▸ Extract:
Modulated optical reflectance measurement system with enhanced sensitivity

Abstract

A modulated optical reflectance (MOR) measurement system is disclosed which uses an infrared probe beam. Preferably the probe beam has a wavelength of at least 800 nm and preferable greater than one micron (1000 nm).

Description

BRIEF DESCRIPTION OF THE DRAWINGS

FIG. 1 is a graph plotting the MOR signal dose dependence obtained using a 780/670 nm pump/probe wavelength combination for As-implanted Si sample (100 keV).

FIG. 2 is a graph using the same pump/probe wavelength combination of FIG. 1 and covering a higher dose range (10¹³−10¹⁶ cm⁻²) obtained for As-implanted Si.

FIG. 3 is a graph similar to FIG. 1 and includes a plot of the dose dependence obtained using a 780/1064 pump/probe wavelength combination.

FIG. 4 is a graph similar to FIG. 3 and illustrating the dose dependence for a B-implanted Si wafer.

FIG. 5 is a graph plotting dose dependencies for a number of different pump and probe beam wavelength combinations.

FIG. 6 is a graph similar to FIG. 2 and includes a plot of the dose dependence obtained using a 780/1064 pump/probe wavelength combination.

FIG. 7 is a schematic diagram of an apparatus for implementing the subject invention.

DETAILED DESCRIPTION OF THE SUBJECT INVENTION

The present invention provides a modulated optical reflectance measurement system with the capability to make measurements with very high sensitivity using an infrared probe beam. In particular, it has been found that for certain samples, it is preferable to have a probe beam with a wavelength of at least 800 nm and preferable greater than one micron (1000 nm). The pump beam preferably has wavelength in the near-IR range and be shorter than probe beam. Preferably, the pump beam is on the order of 670 nm to 800 nm. In certain experiments described below we used a 780/1064 nm pump/probe wavelength combination. Another useful combination would include a 670/1064 nm pump/probe wavelength system.

▸ Extracted material:
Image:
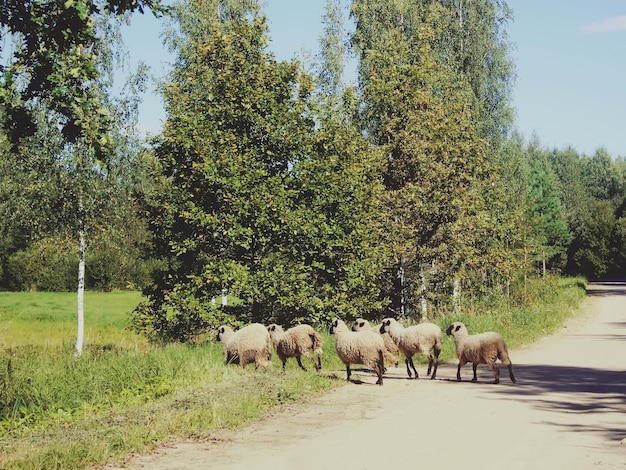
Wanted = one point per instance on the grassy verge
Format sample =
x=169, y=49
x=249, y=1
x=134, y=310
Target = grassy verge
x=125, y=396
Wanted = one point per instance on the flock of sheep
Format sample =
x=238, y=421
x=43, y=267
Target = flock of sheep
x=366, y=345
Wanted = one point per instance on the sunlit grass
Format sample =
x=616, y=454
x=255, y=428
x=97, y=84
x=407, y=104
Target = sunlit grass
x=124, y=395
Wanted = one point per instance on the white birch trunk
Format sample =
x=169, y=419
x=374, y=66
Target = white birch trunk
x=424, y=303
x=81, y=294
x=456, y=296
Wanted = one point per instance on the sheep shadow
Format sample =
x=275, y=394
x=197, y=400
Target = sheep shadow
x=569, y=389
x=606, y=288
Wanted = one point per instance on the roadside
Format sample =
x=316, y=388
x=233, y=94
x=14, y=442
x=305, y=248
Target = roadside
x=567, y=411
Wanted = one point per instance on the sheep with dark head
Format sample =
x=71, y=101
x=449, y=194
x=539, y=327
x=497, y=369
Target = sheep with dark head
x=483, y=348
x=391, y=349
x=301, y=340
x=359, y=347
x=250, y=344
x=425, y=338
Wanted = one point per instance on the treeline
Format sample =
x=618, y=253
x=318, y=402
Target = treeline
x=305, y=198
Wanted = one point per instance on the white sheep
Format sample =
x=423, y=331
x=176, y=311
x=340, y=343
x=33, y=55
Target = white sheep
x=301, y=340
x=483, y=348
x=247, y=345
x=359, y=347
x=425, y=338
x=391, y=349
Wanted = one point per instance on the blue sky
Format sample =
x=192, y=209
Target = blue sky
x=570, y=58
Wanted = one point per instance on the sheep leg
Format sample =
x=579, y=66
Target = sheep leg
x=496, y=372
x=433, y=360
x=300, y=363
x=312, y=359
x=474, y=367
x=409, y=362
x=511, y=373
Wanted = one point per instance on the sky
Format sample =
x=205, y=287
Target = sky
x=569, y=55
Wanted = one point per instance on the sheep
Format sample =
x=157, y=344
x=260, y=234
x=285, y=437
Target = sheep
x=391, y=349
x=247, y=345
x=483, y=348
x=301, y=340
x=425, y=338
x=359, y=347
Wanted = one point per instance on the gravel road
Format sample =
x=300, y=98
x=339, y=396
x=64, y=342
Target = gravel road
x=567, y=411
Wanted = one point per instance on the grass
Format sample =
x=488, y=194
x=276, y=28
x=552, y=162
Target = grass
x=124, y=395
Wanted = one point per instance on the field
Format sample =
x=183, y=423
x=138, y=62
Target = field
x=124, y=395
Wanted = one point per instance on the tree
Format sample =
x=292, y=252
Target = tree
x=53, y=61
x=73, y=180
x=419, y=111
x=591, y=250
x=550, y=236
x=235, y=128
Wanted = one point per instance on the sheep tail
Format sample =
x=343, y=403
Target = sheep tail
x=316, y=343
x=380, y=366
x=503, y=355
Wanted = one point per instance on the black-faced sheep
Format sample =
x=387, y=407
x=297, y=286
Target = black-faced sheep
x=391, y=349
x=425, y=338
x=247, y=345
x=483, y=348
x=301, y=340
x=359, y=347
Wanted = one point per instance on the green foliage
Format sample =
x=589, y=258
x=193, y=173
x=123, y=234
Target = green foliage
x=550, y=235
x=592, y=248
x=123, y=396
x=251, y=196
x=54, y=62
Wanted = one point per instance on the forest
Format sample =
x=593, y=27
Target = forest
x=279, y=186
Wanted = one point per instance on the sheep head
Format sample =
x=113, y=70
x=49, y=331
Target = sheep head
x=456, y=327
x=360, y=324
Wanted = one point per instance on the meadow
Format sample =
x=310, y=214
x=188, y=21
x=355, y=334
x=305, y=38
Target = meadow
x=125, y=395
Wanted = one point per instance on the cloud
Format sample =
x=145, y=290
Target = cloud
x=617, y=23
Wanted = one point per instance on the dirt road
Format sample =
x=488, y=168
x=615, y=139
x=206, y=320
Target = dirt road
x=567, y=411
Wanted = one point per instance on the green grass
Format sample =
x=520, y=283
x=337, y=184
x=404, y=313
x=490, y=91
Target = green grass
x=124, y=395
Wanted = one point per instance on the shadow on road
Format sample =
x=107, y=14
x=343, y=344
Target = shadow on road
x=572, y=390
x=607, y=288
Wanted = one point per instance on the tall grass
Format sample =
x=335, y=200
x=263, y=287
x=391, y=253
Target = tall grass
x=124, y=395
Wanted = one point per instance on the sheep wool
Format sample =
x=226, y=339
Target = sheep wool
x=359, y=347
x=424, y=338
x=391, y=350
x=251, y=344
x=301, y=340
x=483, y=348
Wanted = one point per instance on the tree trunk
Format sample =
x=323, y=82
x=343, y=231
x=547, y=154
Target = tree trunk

▸ Task goal: Repeat word for word the part of the reflectance measurement text that starts at the words "FIG. 3 is a" and stops after the words "the subject invention.".

▸ Output below:
FIG. 3 is a graph similar to FIG. 1 and includes a plot of the dose dependence obtained using a 780/1064 pump/probe wavelength combination.

FIG. 4 is a graph similar to FIG. 3 and illustrating the dose dependence for a B-implanted Si wafer.

FIG. 5 is a graph plotting dose dependencies for a number of different pump and probe beam wavelength combinations.

FIG. 6 is a graph similar to FIG. 2 and includes a plot of the dose dependence obtained using a 780/1064 pump/probe wavelength combination.

FIG. 7 is a schematic diagram of an apparatus for implementing the subject invention.